→ **AVAILABLE DATA**
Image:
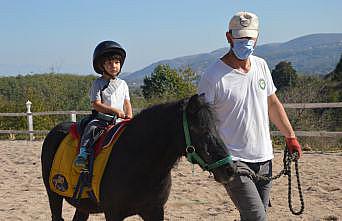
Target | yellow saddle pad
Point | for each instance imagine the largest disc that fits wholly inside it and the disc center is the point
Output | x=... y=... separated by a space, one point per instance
x=64 y=175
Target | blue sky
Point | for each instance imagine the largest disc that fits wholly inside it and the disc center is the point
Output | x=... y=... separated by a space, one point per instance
x=40 y=36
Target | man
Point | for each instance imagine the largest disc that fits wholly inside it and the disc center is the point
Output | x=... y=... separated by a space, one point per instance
x=240 y=88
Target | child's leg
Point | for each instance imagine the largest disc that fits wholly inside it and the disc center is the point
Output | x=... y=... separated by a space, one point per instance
x=86 y=142
x=91 y=133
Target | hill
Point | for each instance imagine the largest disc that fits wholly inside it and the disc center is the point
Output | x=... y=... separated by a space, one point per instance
x=315 y=54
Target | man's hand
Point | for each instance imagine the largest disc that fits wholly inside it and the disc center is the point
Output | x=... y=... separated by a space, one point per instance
x=293 y=146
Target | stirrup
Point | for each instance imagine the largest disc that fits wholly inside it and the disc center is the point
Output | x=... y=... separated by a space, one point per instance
x=80 y=161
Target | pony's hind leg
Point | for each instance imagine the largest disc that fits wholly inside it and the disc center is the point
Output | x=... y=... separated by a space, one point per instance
x=80 y=216
x=153 y=214
x=56 y=206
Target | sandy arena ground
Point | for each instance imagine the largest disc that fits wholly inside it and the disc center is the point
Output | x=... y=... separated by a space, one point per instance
x=193 y=197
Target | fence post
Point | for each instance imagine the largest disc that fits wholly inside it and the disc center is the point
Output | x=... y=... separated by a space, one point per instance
x=73 y=116
x=29 y=119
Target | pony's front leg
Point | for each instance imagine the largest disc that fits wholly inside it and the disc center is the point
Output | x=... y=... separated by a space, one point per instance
x=153 y=214
x=56 y=205
x=80 y=216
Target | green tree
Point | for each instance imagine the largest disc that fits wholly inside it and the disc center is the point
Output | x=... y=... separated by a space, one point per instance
x=166 y=83
x=284 y=75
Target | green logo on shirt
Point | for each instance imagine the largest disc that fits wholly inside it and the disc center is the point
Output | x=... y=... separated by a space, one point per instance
x=262 y=84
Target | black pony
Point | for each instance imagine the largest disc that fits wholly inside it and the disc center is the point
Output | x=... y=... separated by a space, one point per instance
x=137 y=178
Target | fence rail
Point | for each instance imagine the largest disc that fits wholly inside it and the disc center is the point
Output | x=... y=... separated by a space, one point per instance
x=73 y=115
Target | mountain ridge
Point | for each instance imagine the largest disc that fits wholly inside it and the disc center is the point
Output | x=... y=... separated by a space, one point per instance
x=315 y=54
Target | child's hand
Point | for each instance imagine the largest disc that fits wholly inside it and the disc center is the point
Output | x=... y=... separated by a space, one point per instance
x=121 y=114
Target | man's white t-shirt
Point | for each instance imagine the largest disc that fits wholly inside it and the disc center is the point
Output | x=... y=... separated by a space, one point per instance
x=114 y=95
x=240 y=103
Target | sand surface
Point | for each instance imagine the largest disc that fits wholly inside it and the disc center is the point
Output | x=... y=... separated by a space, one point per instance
x=193 y=197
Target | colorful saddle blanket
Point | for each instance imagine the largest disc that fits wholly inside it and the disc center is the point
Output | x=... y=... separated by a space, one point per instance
x=64 y=175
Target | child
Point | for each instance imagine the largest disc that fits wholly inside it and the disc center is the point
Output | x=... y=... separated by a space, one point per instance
x=109 y=96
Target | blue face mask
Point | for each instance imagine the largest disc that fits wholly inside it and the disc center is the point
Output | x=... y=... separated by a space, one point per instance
x=243 y=48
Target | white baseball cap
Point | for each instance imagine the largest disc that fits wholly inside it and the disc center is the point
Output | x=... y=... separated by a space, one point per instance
x=244 y=24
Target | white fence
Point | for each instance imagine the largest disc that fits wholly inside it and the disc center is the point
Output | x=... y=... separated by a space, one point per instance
x=73 y=116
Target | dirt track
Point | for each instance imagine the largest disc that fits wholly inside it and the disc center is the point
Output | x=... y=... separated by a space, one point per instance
x=193 y=197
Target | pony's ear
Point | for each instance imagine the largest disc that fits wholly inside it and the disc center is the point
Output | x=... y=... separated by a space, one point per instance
x=195 y=103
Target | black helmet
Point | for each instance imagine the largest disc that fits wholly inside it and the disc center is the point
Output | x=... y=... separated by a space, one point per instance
x=104 y=49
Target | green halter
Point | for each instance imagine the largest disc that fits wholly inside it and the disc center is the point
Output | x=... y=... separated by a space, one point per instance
x=193 y=157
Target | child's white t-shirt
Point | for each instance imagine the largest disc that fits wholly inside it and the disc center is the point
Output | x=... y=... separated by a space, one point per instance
x=240 y=103
x=114 y=95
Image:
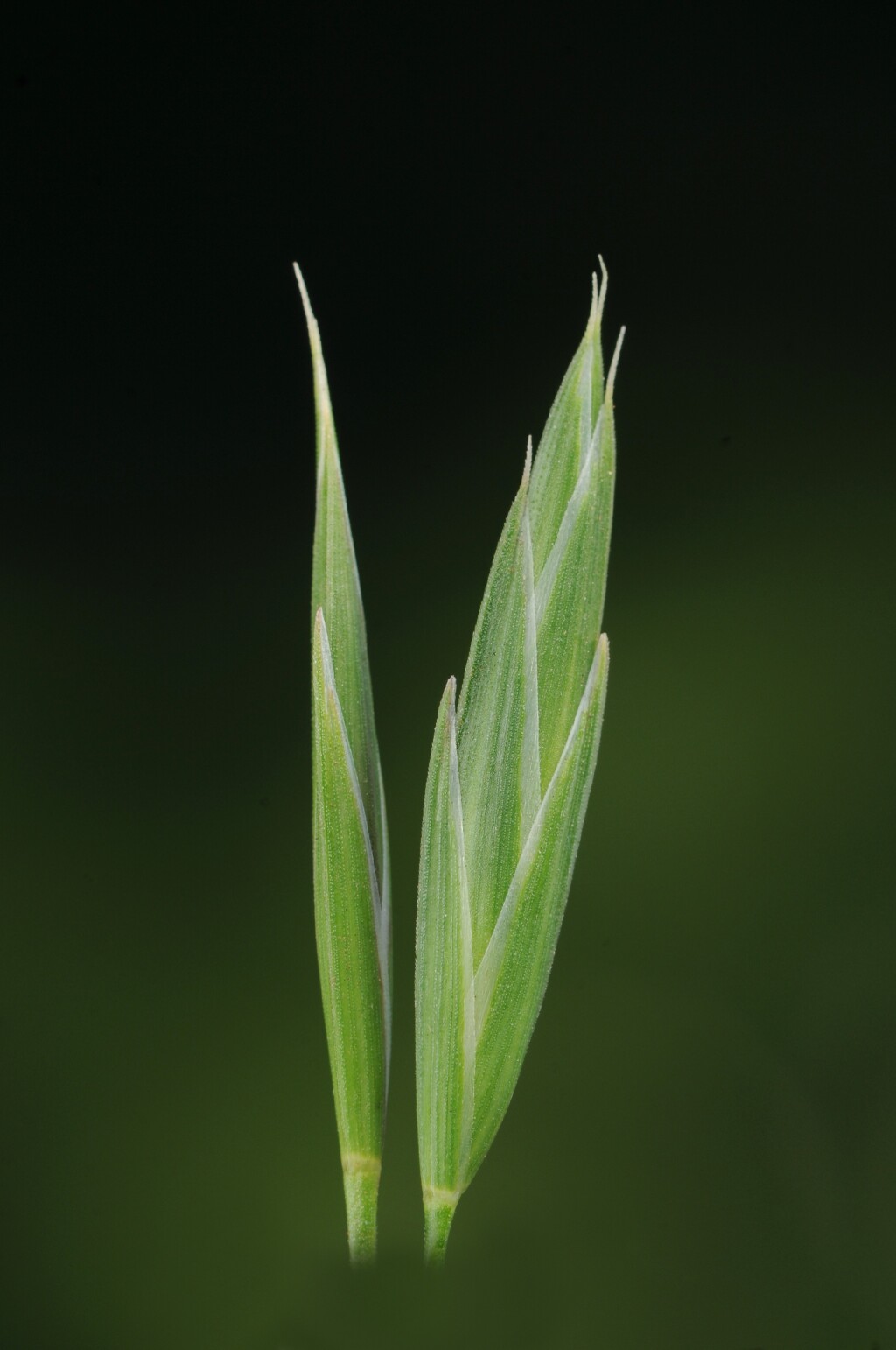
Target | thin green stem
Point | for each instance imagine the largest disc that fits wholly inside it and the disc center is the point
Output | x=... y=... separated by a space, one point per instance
x=438 y=1210
x=360 y=1178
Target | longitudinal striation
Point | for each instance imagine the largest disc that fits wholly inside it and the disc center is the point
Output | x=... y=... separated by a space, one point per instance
x=351 y=848
x=509 y=779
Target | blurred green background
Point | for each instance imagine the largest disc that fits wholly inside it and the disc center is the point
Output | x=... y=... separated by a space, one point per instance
x=702 y=1148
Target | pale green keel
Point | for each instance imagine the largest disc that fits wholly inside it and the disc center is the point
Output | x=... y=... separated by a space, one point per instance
x=353 y=919
x=509 y=779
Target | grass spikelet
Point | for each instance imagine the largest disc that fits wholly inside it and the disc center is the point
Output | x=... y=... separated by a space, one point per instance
x=510 y=771
x=351 y=849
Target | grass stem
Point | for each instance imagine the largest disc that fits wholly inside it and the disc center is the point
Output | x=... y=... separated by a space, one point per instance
x=438 y=1210
x=360 y=1178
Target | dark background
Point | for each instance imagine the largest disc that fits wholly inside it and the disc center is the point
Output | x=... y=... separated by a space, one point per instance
x=702 y=1150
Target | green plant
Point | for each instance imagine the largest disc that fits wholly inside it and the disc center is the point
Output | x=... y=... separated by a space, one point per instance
x=508 y=786
x=351 y=847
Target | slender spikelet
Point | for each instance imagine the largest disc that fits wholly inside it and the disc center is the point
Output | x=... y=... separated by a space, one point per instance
x=509 y=779
x=351 y=851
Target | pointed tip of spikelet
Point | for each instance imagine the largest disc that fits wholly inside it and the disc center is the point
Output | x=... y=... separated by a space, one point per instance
x=607 y=396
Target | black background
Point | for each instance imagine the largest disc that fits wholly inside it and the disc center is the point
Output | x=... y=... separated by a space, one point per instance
x=702 y=1148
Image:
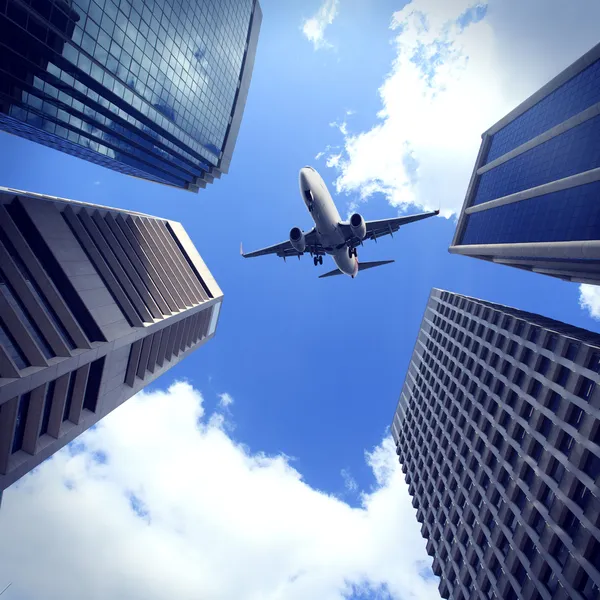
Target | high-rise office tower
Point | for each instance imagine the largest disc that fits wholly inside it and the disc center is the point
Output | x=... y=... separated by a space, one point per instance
x=532 y=200
x=498 y=432
x=95 y=303
x=151 y=88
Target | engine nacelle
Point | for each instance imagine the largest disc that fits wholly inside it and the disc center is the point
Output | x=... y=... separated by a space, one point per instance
x=297 y=239
x=358 y=226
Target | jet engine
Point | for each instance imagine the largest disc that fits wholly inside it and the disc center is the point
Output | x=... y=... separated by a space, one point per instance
x=297 y=239
x=358 y=226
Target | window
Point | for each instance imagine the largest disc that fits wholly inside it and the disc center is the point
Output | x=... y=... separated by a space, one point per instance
x=519 y=327
x=553 y=401
x=549 y=579
x=520 y=573
x=557 y=470
x=543 y=365
x=518 y=378
x=527 y=409
x=518 y=433
x=591 y=466
x=594 y=362
x=500 y=340
x=565 y=445
x=563 y=375
x=22 y=412
x=560 y=553
x=520 y=498
x=511 y=456
x=511 y=398
x=535 y=388
x=546 y=496
x=528 y=548
x=571 y=351
x=527 y=475
x=537 y=522
x=544 y=426
x=526 y=356
x=585 y=388
x=581 y=495
x=551 y=340
x=575 y=416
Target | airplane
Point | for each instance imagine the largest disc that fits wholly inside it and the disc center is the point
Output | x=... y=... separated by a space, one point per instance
x=331 y=235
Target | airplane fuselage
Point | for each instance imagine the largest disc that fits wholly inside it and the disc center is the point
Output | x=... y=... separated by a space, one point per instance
x=327 y=220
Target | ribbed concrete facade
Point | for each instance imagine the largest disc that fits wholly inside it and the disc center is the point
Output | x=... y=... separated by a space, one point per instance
x=498 y=432
x=95 y=303
x=532 y=199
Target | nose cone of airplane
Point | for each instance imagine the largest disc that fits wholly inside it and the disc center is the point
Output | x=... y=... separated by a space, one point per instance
x=304 y=178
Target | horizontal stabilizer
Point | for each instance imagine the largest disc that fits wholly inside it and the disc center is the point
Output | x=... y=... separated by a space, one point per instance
x=331 y=273
x=361 y=267
x=375 y=263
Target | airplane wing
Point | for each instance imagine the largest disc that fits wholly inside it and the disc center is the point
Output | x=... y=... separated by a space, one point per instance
x=361 y=267
x=285 y=249
x=382 y=227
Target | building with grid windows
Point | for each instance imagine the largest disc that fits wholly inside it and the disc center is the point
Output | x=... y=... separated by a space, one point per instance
x=95 y=303
x=151 y=88
x=532 y=199
x=498 y=433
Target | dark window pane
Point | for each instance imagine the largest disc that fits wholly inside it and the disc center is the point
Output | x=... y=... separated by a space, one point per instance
x=22 y=412
x=47 y=407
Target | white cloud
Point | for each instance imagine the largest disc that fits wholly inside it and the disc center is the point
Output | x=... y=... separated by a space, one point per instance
x=460 y=66
x=589 y=299
x=314 y=28
x=225 y=400
x=349 y=481
x=159 y=502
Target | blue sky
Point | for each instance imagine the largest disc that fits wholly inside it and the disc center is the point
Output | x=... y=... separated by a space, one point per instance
x=315 y=367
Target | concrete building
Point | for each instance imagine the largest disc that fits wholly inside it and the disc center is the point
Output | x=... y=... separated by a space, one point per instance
x=498 y=433
x=532 y=199
x=155 y=89
x=95 y=303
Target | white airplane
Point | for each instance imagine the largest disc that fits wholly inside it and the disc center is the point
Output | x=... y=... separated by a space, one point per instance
x=331 y=235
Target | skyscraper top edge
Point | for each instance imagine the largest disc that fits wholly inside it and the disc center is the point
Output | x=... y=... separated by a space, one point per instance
x=8 y=190
x=568 y=73
x=240 y=103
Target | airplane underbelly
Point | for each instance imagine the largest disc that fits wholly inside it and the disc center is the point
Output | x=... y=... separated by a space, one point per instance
x=346 y=264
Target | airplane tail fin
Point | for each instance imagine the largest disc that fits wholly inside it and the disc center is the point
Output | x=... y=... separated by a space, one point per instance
x=361 y=267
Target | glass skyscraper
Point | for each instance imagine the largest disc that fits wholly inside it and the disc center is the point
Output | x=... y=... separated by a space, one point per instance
x=498 y=432
x=533 y=197
x=152 y=88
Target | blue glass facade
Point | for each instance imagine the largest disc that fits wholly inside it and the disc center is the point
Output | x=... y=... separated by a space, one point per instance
x=567 y=215
x=575 y=151
x=145 y=87
x=571 y=98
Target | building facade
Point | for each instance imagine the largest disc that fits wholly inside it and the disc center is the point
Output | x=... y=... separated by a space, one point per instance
x=498 y=433
x=532 y=198
x=95 y=303
x=152 y=88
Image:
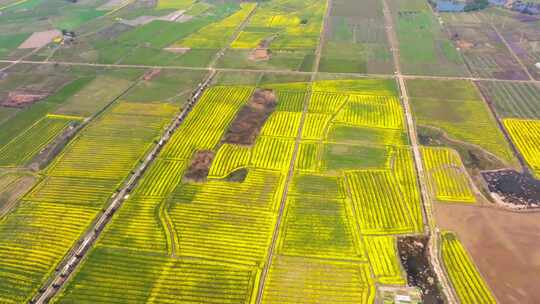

→ **WHAT IS REQUIRED**
From the material above, return word for word the lines from the one containing "Target | mountain ridge" through the one containing "x=121 y=114", including both of those lines.

→ **TASK ANSWER**
Target | mountain ridge
Point | for each instance imagine the largest disc that fits wholly inside it and the disc center is the point
Output | x=... y=... separated by a space, one point per instance
x=315 y=54
Target | child's hand
Point | for each instance imagine the largest disc that fits wholly inside it and the disc center is the point
Output | x=... y=... separated by a space, one point per instance
x=121 y=114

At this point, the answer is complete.